[START Listed records]
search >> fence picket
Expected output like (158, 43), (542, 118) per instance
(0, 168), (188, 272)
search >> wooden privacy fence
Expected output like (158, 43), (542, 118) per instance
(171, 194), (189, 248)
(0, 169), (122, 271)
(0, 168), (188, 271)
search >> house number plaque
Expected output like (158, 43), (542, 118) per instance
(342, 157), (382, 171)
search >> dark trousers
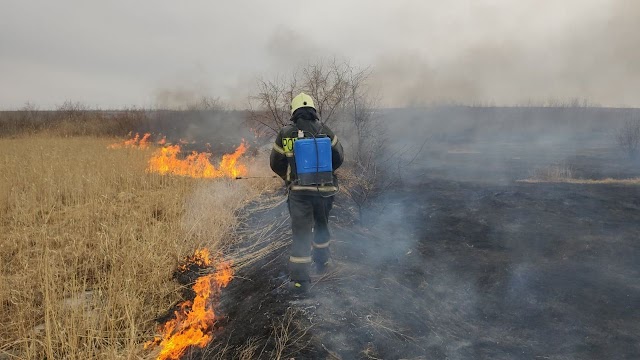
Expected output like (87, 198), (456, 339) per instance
(289, 191), (333, 281)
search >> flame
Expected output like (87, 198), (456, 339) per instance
(147, 141), (247, 179)
(178, 248), (211, 271)
(107, 133), (151, 149)
(144, 249), (233, 360)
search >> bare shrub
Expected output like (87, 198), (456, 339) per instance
(249, 59), (410, 220)
(248, 59), (355, 134)
(616, 118), (640, 159)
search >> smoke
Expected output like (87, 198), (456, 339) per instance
(373, 0), (640, 106)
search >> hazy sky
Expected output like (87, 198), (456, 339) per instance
(0, 0), (640, 109)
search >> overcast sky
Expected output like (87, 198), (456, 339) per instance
(0, 0), (640, 109)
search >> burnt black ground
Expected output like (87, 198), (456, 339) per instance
(201, 114), (640, 359)
(204, 174), (640, 359)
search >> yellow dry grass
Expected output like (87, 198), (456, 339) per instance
(0, 137), (276, 359)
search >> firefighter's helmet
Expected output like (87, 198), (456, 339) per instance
(291, 93), (316, 115)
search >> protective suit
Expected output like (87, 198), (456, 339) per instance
(270, 93), (344, 291)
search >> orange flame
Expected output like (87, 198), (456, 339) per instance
(147, 141), (247, 179)
(178, 248), (211, 271)
(107, 133), (151, 149)
(145, 249), (233, 360)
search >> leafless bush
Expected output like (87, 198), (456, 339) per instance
(249, 59), (355, 134)
(0, 101), (148, 137)
(616, 118), (640, 159)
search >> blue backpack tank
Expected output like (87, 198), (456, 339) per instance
(293, 136), (333, 185)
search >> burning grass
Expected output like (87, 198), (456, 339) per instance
(518, 165), (640, 185)
(0, 136), (276, 359)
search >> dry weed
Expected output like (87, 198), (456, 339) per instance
(0, 137), (273, 359)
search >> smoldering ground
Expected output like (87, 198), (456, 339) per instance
(200, 108), (640, 359)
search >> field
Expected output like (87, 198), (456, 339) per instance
(0, 108), (640, 359)
(0, 135), (273, 359)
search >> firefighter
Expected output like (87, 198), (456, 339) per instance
(270, 93), (344, 293)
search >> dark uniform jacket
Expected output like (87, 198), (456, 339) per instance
(271, 108), (344, 193)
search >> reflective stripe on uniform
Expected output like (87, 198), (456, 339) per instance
(291, 185), (338, 192)
(289, 256), (313, 264)
(311, 241), (331, 249)
(273, 144), (284, 155)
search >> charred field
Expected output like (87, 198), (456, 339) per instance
(0, 107), (640, 359)
(201, 107), (640, 359)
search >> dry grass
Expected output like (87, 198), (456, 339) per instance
(531, 164), (573, 182)
(0, 137), (274, 359)
(518, 165), (640, 185)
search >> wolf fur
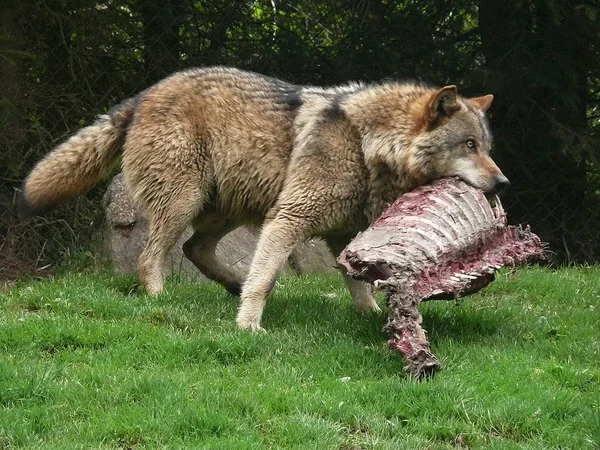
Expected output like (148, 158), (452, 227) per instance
(20, 68), (508, 330)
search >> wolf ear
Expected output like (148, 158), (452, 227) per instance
(467, 94), (494, 112)
(427, 86), (460, 123)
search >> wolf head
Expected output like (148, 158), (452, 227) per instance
(411, 86), (510, 195)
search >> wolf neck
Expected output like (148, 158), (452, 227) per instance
(344, 85), (432, 219)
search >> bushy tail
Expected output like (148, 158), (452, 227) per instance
(18, 98), (137, 219)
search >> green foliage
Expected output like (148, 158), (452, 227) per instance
(0, 267), (600, 450)
(0, 0), (600, 263)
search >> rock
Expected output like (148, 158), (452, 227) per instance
(103, 174), (336, 280)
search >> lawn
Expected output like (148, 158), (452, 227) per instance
(0, 267), (600, 450)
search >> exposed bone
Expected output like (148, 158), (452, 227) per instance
(338, 178), (545, 377)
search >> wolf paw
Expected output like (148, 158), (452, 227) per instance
(237, 319), (267, 333)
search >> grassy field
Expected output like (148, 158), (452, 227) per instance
(0, 267), (600, 450)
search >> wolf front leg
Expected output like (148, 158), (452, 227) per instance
(236, 215), (308, 331)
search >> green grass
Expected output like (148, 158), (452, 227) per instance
(0, 267), (600, 450)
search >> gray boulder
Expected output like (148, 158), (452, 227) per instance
(103, 174), (336, 281)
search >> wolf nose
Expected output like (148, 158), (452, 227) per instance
(494, 175), (510, 194)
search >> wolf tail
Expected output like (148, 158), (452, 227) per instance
(18, 98), (137, 219)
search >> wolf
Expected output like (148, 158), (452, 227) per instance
(19, 67), (509, 330)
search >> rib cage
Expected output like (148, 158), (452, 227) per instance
(338, 178), (545, 377)
(338, 178), (544, 300)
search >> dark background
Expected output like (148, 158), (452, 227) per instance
(0, 0), (600, 267)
[END Listed records]
• Exercise requirements:
Can you pull out every line in the records above that contains the string "fence"?

• Written solution:
search >> fence picket
search >> wooden privacy fence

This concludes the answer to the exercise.